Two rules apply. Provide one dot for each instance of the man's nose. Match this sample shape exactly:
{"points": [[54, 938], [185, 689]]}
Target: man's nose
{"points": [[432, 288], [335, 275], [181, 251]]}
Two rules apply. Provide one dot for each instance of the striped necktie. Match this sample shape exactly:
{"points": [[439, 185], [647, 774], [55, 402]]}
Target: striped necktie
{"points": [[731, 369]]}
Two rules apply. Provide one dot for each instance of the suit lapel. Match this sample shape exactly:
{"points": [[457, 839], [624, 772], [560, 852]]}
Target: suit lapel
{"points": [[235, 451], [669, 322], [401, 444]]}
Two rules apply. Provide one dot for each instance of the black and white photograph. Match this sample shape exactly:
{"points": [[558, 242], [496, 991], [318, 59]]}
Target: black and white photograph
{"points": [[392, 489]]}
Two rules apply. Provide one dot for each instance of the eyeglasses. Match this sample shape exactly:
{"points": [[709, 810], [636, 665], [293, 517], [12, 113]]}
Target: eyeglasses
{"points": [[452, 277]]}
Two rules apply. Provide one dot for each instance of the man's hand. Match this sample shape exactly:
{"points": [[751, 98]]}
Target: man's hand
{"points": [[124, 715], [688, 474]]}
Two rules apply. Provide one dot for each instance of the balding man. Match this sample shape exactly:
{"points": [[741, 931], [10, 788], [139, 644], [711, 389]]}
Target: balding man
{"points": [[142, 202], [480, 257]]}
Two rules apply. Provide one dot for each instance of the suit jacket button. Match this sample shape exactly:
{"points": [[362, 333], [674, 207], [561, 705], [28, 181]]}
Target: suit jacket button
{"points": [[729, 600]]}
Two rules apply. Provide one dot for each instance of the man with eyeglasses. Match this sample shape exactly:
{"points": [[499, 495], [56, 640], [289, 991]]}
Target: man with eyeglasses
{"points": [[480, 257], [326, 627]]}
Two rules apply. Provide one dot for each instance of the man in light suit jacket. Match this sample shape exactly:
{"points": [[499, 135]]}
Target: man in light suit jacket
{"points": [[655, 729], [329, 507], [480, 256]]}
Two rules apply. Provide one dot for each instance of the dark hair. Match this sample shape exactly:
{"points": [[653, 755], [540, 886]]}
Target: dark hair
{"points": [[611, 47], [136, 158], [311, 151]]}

◆ GOAL OF THE EXERCISE
Copy nothing except the lines from the one holding "Target: suit lapel" through the last line of the data above, and return them exactly.

◆ SOLVED EXERCISE
Target: suit lapel
{"points": [[235, 451], [669, 322], [401, 444]]}
Two rules apply. Provide one dot for each instance of the black and white photograph. Match this sample shape exactly:
{"points": [[558, 242], [496, 991], [318, 59]]}
Target: black and white photograph
{"points": [[392, 489]]}
Two rules apply. Provide one dot for each instance of the eyeglasses. Match this sample shape exactly:
{"points": [[709, 810], [636, 665], [293, 517], [12, 113]]}
Target: eyeglasses
{"points": [[452, 277]]}
Two rules apply. Provide one dot for each instance of the man's hand. Match this sample shape exactly:
{"points": [[751, 98]]}
Target: man's hand
{"points": [[124, 715], [688, 474]]}
Two rules apply. Provide one dot for each instance of the balding man. Match this sample shape exactly:
{"points": [[741, 931], [10, 788], [139, 644], [711, 389]]}
Target: balding man
{"points": [[142, 202], [480, 257]]}
Two rules apply. Provide one dot for each instance of the suit jacket button. Match this sample shape exactly:
{"points": [[362, 333], [674, 207], [561, 705], [28, 181]]}
Target: suit jacket button
{"points": [[729, 600]]}
Two rules apply. Provide one dot for each instance of the man with eyeglasses. Match this sample shape exactly:
{"points": [[499, 495], [56, 640], [289, 991]]}
Target: man with eyeglasses
{"points": [[480, 257], [326, 627]]}
Two rules apply. Provide one dot for each instance of the man in light suit jacket. Match this sample shape exactly:
{"points": [[499, 135]]}
Target: man in light suit jacket
{"points": [[655, 729], [329, 507], [480, 256]]}
Two rules apply. Provide one dot for each instance of the dark hair. Match this sample shape exactly:
{"points": [[653, 755], [540, 886]]}
Target: dark hair
{"points": [[611, 47], [136, 158], [311, 151]]}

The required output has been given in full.